Goal of the exercise:
Reproduce every line of the material below word for word, omitting the pictures.

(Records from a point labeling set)
** Begin **

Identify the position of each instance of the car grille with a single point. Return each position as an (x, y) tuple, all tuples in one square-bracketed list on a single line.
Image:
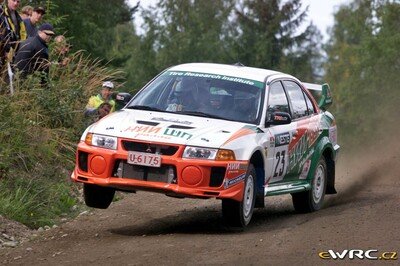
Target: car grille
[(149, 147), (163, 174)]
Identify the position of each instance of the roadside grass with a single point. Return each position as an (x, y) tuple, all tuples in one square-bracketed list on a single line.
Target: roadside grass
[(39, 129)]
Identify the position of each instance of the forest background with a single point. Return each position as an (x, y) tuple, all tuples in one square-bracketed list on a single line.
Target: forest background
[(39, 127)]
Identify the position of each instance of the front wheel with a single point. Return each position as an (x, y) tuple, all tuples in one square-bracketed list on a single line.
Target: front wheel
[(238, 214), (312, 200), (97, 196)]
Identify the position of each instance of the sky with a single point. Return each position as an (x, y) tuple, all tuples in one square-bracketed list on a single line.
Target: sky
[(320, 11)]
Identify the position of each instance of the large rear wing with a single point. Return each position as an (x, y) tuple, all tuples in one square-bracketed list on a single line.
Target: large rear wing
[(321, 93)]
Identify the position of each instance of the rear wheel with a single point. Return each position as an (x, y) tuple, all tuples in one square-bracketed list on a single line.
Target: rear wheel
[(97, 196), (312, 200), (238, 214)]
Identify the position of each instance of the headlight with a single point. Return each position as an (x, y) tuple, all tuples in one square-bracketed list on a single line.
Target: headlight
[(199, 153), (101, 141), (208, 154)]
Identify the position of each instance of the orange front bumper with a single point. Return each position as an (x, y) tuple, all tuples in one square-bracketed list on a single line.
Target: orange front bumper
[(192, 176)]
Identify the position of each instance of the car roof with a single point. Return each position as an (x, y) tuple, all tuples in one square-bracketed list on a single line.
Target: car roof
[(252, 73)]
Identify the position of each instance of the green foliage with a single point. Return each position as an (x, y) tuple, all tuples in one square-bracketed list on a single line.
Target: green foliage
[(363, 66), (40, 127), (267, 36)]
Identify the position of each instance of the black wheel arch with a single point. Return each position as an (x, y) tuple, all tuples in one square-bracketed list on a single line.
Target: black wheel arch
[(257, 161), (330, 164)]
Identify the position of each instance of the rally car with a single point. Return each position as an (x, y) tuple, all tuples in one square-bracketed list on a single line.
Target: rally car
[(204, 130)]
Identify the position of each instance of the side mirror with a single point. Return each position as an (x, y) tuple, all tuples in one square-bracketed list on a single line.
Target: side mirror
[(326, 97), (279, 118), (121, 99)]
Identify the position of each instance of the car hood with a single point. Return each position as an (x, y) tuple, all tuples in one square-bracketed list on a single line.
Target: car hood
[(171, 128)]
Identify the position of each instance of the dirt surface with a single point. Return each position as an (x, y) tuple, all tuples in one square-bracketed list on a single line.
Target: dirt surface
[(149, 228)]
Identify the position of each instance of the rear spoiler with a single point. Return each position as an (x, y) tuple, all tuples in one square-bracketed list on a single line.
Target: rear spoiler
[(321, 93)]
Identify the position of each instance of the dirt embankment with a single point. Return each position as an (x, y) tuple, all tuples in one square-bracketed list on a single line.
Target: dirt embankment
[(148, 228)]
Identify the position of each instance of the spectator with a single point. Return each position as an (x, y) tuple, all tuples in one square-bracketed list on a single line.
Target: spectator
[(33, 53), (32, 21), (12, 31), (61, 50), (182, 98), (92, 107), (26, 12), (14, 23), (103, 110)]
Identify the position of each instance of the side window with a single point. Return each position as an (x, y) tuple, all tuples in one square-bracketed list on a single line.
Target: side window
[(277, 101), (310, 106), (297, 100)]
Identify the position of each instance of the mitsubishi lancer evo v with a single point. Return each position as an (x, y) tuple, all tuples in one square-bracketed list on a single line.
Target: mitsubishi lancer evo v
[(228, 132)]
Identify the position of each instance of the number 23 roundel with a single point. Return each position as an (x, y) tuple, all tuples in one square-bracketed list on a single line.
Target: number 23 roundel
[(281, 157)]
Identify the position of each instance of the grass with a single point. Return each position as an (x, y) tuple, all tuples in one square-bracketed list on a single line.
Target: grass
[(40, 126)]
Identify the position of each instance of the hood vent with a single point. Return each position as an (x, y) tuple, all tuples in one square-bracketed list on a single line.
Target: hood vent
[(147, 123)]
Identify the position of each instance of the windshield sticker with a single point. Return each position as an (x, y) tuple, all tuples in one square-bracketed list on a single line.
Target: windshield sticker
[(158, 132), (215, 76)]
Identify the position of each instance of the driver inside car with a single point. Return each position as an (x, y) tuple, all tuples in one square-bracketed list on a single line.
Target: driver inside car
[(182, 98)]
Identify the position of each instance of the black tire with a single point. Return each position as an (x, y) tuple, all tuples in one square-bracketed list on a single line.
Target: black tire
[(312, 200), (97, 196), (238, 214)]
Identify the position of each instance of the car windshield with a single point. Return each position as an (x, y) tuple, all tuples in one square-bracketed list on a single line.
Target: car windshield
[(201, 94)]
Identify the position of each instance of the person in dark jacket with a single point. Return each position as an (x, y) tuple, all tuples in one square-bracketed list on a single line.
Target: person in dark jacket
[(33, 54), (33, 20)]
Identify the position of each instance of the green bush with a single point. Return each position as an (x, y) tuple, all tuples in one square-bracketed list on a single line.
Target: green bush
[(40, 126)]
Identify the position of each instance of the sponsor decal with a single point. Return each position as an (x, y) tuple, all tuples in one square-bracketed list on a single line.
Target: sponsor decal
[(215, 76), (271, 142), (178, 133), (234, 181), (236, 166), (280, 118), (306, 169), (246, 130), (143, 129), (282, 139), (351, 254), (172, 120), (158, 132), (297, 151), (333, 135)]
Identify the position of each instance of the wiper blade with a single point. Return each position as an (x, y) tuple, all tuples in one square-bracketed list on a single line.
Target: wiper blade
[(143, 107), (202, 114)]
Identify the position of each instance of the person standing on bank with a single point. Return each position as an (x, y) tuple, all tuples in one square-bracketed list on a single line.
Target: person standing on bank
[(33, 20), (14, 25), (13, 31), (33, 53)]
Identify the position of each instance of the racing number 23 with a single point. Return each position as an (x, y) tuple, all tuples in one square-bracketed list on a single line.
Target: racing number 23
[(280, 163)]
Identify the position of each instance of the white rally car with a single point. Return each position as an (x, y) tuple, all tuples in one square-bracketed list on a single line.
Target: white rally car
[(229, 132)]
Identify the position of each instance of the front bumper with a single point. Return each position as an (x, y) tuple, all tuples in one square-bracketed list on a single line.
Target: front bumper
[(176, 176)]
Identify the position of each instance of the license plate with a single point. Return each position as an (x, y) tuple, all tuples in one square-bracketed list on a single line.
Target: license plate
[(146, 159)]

** End **

Reply to the exercise:
Identify the position of each instance of the car grille with a single point. Return each position as an (x, y) tuple, all tuples in one square-bracketed list on a single line.
Image:
Target: car grille
[(149, 147), (163, 174)]
Identify the position of each instance of the roadside grass with a single point. Return each position as an (x, y) tuple, all tuples in one square-bracketed list on a single line.
Target: roadside grass
[(39, 129)]
Identify the position of each instance of the forest background with a single point. Return each position as an (x, y) tuple, all tuples in one square-bracketed list on a single line.
Target: forest background
[(39, 127)]
Identify the position of each instance of the front wheel with a single point. Return each position as an (x, y) tuple, all tuples in one square-bracketed list on a single line.
Target: front wheel
[(238, 214), (312, 200), (97, 196)]
Identify the position of each instance of the sky with a single point. Return each position as an (x, y) tuple, all tuples in one square-bracketed list on a single line.
Target: sky
[(320, 11)]
Identify the position of each instance of the large rear wing with a single point. Return each position as an (x, y) tuple, all tuples in one square-bracketed list on a single line.
Target: large rear wing
[(321, 93)]
Identify the position of each instance of the rear wheel with a single point. Return each position as an (x, y) tuple, all tuples in one square-bracketed list on a single line.
Target: rear wheel
[(97, 196), (312, 200), (238, 214)]
Identify the position of each instance of the headlight with a single point. Return each position as an (x, y) tuple, all tuples in one square-bracketed list on a single line.
Target: headlight
[(199, 153), (101, 141), (208, 154)]
Identify the position of each instance of the orange front bumper with a single point. Return each position as an (x, y) tuple, all tuples in one square-bracketed list on a single line.
Target: orange front bumper
[(192, 176)]
Identify the position of each instance of the car roof with a single point. Return each position as an (x, y) tuple, all tuples in one square-bracketed list on a single line.
Target: car roof
[(252, 73)]
Identify the position of each instance of the green foliage with a single point. Return each position as an (x, y) tuple, all tuples in one square-bracketed list on a single line.
Target: green foliage
[(363, 66), (40, 127), (267, 36)]
Identify the position of each instance of the black wheel arch with a single point. Return each position as an (x, y) tuple, all tuples in one square-bracketed list on a single line.
Target: black wheel arch
[(257, 161), (330, 164)]
Identify the position of each instance of the rally car with a single point. Return each position as an (x, y) tuple, all tuples in one square-bracketed list on a single line.
Target: rally car
[(204, 130)]
Identify the position of each instance of the side mirror with a single point. Return each position as an (x, y) tuple, all tuples in one square-bracketed list on a single line.
Target: side mirror
[(326, 97), (279, 118), (121, 99)]
Identify the position of each instance of the car hood with a single point. Return each position as an (x, y) tuple, all tuples in one square-bracketed list on a single line.
Target: car hood
[(171, 128)]
Identify the position of each instance of the dirt surface with a single point. Return each position as an (x, y) tuple, all tuples in one square-bracketed list on a single line.
Target: dirt surface
[(149, 228)]
Identify the position of each instance of the rear spoiler with a single point. Return each position as an (x, y) tuple, all tuples in one square-bracketed list on a single line.
Target: rear spoiler
[(321, 93)]
Identify the position of each instance of the dirt embankment with a single point. Return each position as an (x, y) tuple, all tuples in one square-bracketed list on a single line.
Target: dirt embankment
[(148, 228)]
Identify the position of each instance of the spectator with a single point. Return each position as an (x, y) tuple, all tuples in one square-bracketed list on a single line.
Target: spectator
[(33, 53), (32, 21), (12, 31), (61, 50), (182, 98), (92, 107), (26, 12), (14, 23), (103, 110)]
Identify the position of each instance of the side window with a single point. Return each position as an (x, y) tuple, all tuples in one square-bracketed list on a single line.
Target: side window
[(277, 101), (310, 106), (297, 100)]
Identify the position of each instance of the mitsubishi lancer evo v with a single point. Return each position as an (x, y) tuple, all tuples in one square-bracketed list on a single line.
Target: mitsubishi lancer evo v
[(228, 132)]
Identify the position of each instance of the number 23 roundel with a single point. Return each position as an (x, y) tuple, all tuples in one square-bracketed list on a single line.
Target: number 23 roundel
[(281, 157)]
Identify the position of each instance of the grass with a single point. Return each position as an (x, y) tuple, all tuples in one square-bracketed list on a single line.
Target: grass
[(40, 126)]
Identify the position of each instance of the hood vent with a single point. Return each position as an (x, y) tuple, all tuples in one square-bracketed list on a single line.
Target: hood vent
[(147, 123)]
Identify the position of each instance of the windshield sticker with a single point. Return each position as an (x, y) tuple, all tuples in one square-bracketed list on a single line.
Target: windshield sticker
[(158, 132), (215, 76)]
Identify the position of each instance of the driver inside car with a single point. Return each position as an (x, y) tuple, all tuples in one square-bracketed list on a single line.
Target: driver inside car
[(182, 98)]
Identify the position of each instance of the black tire with a single point. Return each position as an (x, y) tuple, all tuples in one square-bracketed list on a single line.
Target: black tire
[(312, 200), (97, 196), (238, 214)]
Identify the position of each instance of the car windshield with a single point. Return each position as an (x, y) tuple, all tuples in one square-bracketed list on a single line.
Target: car windshield
[(201, 94)]
Identify the position of each instance of the person in dark jacket with a single point. Return each position as an (x, y) tuple, all tuples in one square-bracketed list on a single line.
Target: person in dark jacket
[(33, 54), (33, 20)]
Identify the position of each instance of the green bush with a single point. Return each position as an (x, y) tuple, all tuples in one square-bracketed list on a single line.
Target: green bush
[(40, 126)]
Identify the position of each instance of the sponsor decal with a single point. Return each position as an (x, y) tuple, all tuples in one square-bracketed list on a single line.
Target: sponsor decal
[(215, 76), (271, 142), (178, 133), (234, 181), (236, 166), (280, 118), (306, 169), (246, 130), (143, 129), (282, 139), (351, 254), (172, 120), (158, 132), (297, 151), (333, 135)]
Identify the position of each instance of the wiper blade with a single point. Return each position as an (x, y) tuple, all tuples in one square-bracketed list on a single line.
Target: wiper blade
[(143, 107), (202, 114)]
Identify the position of each instance of the person standing on bank with a single point. Return each position as an (x, y) tuple, all tuples in one square-bracketed list on a single line.
Target: person standing on bank
[(33, 20), (14, 25), (13, 31), (33, 53)]
Identify the position of each instance of the racing number 23 with a single point. Return each position as an (x, y) tuple, all tuples in one square-bracketed list on a single line.
Target: racing number 23
[(280, 163)]
Identify the position of each instance of the white rally car with a single point. Return each position as an (x, y) tuple, all tuples in one square-bracketed list on a single line.
Target: white rally car
[(229, 132)]
Identify the position of each instance of the front bumper with a single point. Return each position as an (x, y) tuple, all tuples in one square-bracketed list on a single line.
Target: front bumper
[(176, 176)]
Identify the position of each instance of the license plate with a single point. Return each position as an (x, y) tuple, all tuples in one square-bracketed list on a single line.
Target: license plate
[(146, 159)]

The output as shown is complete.